(Gespeicherte Einträge)
════

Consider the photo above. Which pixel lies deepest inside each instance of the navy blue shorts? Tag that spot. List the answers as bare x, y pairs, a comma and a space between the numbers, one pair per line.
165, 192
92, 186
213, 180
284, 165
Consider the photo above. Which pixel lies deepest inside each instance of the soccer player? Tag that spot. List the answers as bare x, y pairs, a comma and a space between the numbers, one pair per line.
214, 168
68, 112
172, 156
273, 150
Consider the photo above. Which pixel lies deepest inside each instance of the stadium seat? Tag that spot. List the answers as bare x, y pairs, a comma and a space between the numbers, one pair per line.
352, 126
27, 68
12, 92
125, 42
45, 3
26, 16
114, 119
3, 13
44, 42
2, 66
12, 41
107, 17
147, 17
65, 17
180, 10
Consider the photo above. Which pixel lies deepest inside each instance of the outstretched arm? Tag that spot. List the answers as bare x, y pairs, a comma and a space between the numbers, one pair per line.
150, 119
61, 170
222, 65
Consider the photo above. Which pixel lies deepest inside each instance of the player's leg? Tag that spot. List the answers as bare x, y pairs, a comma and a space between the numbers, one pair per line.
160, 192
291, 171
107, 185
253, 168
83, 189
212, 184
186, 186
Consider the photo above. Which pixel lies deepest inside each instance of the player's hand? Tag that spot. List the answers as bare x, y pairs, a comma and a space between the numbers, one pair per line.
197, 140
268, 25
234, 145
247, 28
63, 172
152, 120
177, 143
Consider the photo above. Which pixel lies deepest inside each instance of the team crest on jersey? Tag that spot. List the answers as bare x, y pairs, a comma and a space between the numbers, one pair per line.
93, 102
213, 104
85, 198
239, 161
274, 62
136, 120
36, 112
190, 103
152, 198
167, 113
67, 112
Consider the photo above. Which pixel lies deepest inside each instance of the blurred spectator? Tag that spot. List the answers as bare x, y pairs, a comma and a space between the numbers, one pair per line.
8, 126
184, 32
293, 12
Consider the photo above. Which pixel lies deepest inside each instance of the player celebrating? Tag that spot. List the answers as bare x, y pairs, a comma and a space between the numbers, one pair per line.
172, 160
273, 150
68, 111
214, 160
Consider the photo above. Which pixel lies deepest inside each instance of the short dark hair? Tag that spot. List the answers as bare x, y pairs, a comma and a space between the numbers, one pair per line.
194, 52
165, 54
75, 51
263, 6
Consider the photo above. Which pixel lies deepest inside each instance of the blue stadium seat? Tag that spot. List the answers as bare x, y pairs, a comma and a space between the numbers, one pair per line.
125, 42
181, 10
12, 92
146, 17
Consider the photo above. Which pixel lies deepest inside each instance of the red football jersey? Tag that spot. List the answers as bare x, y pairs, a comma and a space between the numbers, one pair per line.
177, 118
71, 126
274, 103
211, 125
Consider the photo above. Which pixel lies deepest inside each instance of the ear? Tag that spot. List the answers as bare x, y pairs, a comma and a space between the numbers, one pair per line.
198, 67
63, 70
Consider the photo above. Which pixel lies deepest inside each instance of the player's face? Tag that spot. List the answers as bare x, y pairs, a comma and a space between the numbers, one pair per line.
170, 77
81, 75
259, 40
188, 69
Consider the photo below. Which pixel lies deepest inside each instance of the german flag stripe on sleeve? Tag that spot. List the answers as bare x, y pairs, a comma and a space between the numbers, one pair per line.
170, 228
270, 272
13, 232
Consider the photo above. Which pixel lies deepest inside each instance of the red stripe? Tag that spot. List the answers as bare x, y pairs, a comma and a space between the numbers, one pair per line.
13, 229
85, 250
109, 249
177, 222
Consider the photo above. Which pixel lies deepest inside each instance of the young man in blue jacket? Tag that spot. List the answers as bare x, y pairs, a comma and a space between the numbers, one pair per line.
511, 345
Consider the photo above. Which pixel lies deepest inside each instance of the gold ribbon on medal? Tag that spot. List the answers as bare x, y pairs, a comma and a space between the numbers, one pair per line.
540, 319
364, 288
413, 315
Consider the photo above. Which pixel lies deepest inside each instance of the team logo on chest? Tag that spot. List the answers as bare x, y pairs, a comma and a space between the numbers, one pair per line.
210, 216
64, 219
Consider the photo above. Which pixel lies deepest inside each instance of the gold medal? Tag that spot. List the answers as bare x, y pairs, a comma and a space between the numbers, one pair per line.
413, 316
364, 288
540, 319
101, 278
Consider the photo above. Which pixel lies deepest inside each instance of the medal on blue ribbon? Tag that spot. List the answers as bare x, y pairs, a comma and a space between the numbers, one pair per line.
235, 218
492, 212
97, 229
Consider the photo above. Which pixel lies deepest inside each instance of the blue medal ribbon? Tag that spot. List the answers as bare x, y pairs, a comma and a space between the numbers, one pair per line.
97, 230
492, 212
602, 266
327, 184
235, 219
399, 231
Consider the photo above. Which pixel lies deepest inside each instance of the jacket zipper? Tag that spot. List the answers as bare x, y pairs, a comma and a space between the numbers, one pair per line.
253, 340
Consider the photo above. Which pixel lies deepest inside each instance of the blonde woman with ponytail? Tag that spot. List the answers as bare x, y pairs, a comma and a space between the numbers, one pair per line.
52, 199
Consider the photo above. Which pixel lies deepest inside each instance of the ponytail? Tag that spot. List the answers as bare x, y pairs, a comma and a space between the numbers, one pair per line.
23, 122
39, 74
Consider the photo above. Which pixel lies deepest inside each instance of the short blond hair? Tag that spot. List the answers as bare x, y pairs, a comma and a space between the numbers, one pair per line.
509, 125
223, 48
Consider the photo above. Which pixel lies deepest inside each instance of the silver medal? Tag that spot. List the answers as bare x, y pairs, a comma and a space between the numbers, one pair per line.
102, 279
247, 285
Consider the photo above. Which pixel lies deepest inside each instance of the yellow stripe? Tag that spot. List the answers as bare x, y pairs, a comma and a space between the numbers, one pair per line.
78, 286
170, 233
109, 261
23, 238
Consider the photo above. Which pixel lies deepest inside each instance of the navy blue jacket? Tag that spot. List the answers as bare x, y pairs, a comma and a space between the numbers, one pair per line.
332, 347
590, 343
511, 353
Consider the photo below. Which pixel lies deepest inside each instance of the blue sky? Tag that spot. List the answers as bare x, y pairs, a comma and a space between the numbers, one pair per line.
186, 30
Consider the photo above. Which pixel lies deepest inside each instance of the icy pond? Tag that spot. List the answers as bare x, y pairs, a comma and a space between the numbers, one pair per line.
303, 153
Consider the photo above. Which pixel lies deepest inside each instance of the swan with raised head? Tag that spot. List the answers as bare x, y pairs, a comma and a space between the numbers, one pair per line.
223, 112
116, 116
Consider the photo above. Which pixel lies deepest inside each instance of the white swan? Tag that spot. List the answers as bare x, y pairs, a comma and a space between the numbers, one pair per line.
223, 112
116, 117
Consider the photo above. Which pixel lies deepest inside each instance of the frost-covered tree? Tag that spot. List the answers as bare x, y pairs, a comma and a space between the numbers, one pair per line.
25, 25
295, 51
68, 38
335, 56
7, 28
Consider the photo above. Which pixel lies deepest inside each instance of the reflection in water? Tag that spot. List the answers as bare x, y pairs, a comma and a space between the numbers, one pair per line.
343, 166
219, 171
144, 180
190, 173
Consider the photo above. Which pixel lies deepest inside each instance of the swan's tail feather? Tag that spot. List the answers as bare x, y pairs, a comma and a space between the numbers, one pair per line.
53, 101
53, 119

════

> **ARBEITSANWEISUNG**: Wandle den Teil der Einträge, der mit der Zeile beginnt, die „of the swan's“ enthält, und bis zum Ende der Einträge reicht (einschließlich beider Enden), in eine zweispaltige CSV mit den Spalten „Text“ und „Antwort“ um. Pro Eintrag gibt es eine Zeile, jedes Feld steht in Anführungszeichen, und Zeilenumbrüche werden durch Leerzeichen ersetzt.

> **ERGEBNIS DER ÜBUNG**:
Text,Antwort
"Consider the photo above. Which pixel lies deepest inside each instance of the swan's tail feather? Tag that spot. List the answers as bare x, y pairs, a comma and a space between the numbers, one pair per line.","53, 101 53, 119"